** Opening Records provided block **

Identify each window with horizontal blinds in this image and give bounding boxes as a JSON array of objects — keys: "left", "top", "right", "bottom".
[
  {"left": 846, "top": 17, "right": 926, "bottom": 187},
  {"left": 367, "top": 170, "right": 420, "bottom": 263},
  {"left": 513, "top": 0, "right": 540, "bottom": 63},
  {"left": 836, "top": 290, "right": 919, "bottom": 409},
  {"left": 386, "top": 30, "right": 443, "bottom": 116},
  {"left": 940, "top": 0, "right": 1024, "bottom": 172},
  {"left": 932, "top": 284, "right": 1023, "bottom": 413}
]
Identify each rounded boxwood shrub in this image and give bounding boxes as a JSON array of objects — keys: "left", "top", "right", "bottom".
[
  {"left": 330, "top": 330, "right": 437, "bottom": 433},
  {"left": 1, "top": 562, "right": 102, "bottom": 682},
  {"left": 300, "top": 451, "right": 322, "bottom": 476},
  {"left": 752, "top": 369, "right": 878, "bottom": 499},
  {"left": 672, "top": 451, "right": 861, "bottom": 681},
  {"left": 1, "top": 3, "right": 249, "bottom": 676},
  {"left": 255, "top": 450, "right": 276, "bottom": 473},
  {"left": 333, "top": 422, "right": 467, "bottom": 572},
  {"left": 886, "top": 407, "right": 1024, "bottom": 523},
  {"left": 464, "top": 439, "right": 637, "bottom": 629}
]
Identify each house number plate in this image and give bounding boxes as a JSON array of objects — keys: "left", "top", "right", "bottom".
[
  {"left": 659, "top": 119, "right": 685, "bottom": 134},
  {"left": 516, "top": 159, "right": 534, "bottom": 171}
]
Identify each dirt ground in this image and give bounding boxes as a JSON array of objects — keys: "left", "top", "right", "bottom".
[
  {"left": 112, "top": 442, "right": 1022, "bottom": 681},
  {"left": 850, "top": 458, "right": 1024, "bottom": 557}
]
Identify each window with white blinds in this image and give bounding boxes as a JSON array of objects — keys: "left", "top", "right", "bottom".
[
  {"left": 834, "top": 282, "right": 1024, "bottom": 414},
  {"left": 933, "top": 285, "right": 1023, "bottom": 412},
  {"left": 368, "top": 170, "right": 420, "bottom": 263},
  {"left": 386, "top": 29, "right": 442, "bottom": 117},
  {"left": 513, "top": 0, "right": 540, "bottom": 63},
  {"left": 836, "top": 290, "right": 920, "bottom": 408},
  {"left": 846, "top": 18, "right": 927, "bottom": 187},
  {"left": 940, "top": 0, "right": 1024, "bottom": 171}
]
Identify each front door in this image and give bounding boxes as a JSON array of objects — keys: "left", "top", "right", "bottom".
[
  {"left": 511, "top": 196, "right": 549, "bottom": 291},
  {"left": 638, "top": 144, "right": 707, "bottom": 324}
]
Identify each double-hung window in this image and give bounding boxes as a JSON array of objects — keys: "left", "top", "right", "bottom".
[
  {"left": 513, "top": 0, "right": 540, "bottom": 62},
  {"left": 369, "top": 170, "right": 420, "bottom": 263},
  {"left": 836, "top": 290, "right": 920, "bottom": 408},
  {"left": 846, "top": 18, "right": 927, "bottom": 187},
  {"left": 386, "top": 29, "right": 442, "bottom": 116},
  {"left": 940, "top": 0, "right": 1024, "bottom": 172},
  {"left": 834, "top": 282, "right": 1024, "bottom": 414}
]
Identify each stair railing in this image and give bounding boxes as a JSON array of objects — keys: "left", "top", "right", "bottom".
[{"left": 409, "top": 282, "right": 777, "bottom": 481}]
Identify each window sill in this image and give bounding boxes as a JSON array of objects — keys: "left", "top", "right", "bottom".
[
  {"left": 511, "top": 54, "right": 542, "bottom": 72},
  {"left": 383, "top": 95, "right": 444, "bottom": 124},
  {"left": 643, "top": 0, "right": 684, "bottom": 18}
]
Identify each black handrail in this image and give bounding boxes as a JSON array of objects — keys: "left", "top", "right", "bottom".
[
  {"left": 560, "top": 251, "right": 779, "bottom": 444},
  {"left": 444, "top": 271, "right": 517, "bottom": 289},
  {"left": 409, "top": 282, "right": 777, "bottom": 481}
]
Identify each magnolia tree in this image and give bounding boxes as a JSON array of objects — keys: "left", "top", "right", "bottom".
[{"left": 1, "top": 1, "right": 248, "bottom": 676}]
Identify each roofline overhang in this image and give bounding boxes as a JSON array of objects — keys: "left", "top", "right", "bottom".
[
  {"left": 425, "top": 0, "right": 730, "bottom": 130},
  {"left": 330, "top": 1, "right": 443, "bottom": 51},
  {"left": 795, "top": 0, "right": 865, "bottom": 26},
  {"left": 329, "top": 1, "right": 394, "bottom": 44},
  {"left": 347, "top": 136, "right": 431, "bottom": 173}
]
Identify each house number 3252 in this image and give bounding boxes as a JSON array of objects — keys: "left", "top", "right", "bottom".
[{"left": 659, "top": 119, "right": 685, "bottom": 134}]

** Closing Records provided block **

What is being asked
I would like you to return every entry exactly, with nothing changed.

Answer box
Identify each window with horizontal blinds in this image and give bounding boxes as a JSON array of objects — keys: "left", "top", "right", "bottom".
[
  {"left": 846, "top": 17, "right": 926, "bottom": 187},
  {"left": 367, "top": 170, "right": 420, "bottom": 263},
  {"left": 513, "top": 0, "right": 540, "bottom": 63},
  {"left": 836, "top": 290, "right": 919, "bottom": 409},
  {"left": 386, "top": 30, "right": 443, "bottom": 116},
  {"left": 940, "top": 0, "right": 1024, "bottom": 172},
  {"left": 932, "top": 284, "right": 1023, "bottom": 413}
]
Identify each rounded boxwood shrub in this image and give bounding boxes as a JSON array of objects — keys: "left", "top", "right", "bottom".
[
  {"left": 330, "top": 330, "right": 437, "bottom": 433},
  {"left": 1, "top": 562, "right": 102, "bottom": 682},
  {"left": 300, "top": 451, "right": 322, "bottom": 476},
  {"left": 752, "top": 369, "right": 878, "bottom": 499},
  {"left": 672, "top": 451, "right": 861, "bottom": 681},
  {"left": 1, "top": 3, "right": 249, "bottom": 676},
  {"left": 255, "top": 450, "right": 276, "bottom": 473},
  {"left": 333, "top": 422, "right": 467, "bottom": 572},
  {"left": 886, "top": 407, "right": 1024, "bottom": 523},
  {"left": 464, "top": 439, "right": 637, "bottom": 629}
]
Identify each house number plate in this image and give bounding boxes as a JSON array of objects — keys: "left", "top", "right", "bottom".
[
  {"left": 659, "top": 119, "right": 685, "bottom": 134},
  {"left": 516, "top": 159, "right": 534, "bottom": 171}
]
Identify each dirt ground in this image and give bounding boxes as a JSON array of objects — keys: "left", "top", "right", "bottom".
[
  {"left": 112, "top": 442, "right": 1022, "bottom": 681},
  {"left": 850, "top": 458, "right": 1024, "bottom": 557}
]
Identify each window with white blinds in this image and give bounding boxes as a JSON array of objects — keys: "left", "top", "right", "bottom".
[
  {"left": 834, "top": 282, "right": 1024, "bottom": 414},
  {"left": 933, "top": 285, "right": 1023, "bottom": 412},
  {"left": 368, "top": 170, "right": 420, "bottom": 263},
  {"left": 386, "top": 29, "right": 442, "bottom": 117},
  {"left": 513, "top": 0, "right": 540, "bottom": 63},
  {"left": 836, "top": 290, "right": 920, "bottom": 408},
  {"left": 846, "top": 18, "right": 927, "bottom": 187},
  {"left": 940, "top": 0, "right": 1024, "bottom": 171}
]
Identify each front door in this image and give bounding boxes as a JSON array of objects — keys: "left", "top", "right", "bottom".
[
  {"left": 511, "top": 196, "right": 549, "bottom": 291},
  {"left": 638, "top": 144, "right": 707, "bottom": 324}
]
Identify each double-hung window in this image and give bounding boxes as a JSON array of objects — keys: "left", "top", "right", "bottom".
[
  {"left": 513, "top": 0, "right": 540, "bottom": 62},
  {"left": 369, "top": 170, "right": 420, "bottom": 263},
  {"left": 836, "top": 290, "right": 920, "bottom": 408},
  {"left": 846, "top": 18, "right": 927, "bottom": 187},
  {"left": 386, "top": 29, "right": 442, "bottom": 116},
  {"left": 940, "top": 0, "right": 1024, "bottom": 172},
  {"left": 834, "top": 282, "right": 1024, "bottom": 414}
]
Identify each stair railing in this image and give bounding boxes as a JSON array of objects — keys: "left", "top", "right", "bottom".
[{"left": 409, "top": 282, "right": 777, "bottom": 481}]
Identify each window sill in this image and give bounding boxes as a JSON array of objects — keys: "left", "top", "right", "bottom".
[
  {"left": 511, "top": 54, "right": 542, "bottom": 72},
  {"left": 383, "top": 95, "right": 444, "bottom": 124},
  {"left": 643, "top": 0, "right": 684, "bottom": 18}
]
Identify each black handrail in this image and give bounding boxes as a JSON array of objects — keys: "left", "top", "right", "bottom".
[
  {"left": 560, "top": 251, "right": 779, "bottom": 444},
  {"left": 444, "top": 271, "right": 517, "bottom": 289},
  {"left": 409, "top": 282, "right": 777, "bottom": 481}
]
Identify each magnolia tree in this image and give bounding boxes as a JSON array of objects — keys: "left", "top", "right", "bottom".
[{"left": 1, "top": 1, "right": 248, "bottom": 676}]
Identify each roofline overhang in this image and give bounding boxes as a JSON array of objects — keys: "left", "top", "right", "bottom".
[
  {"left": 425, "top": 0, "right": 730, "bottom": 130},
  {"left": 330, "top": 1, "right": 443, "bottom": 51},
  {"left": 795, "top": 0, "right": 865, "bottom": 26},
  {"left": 329, "top": 1, "right": 394, "bottom": 44},
  {"left": 347, "top": 136, "right": 431, "bottom": 173}
]
Identify each house number 3252 in this image and give bounding boxes as a JSON array of objects — keys: "left", "top", "right", "bottom".
[{"left": 659, "top": 119, "right": 685, "bottom": 134}]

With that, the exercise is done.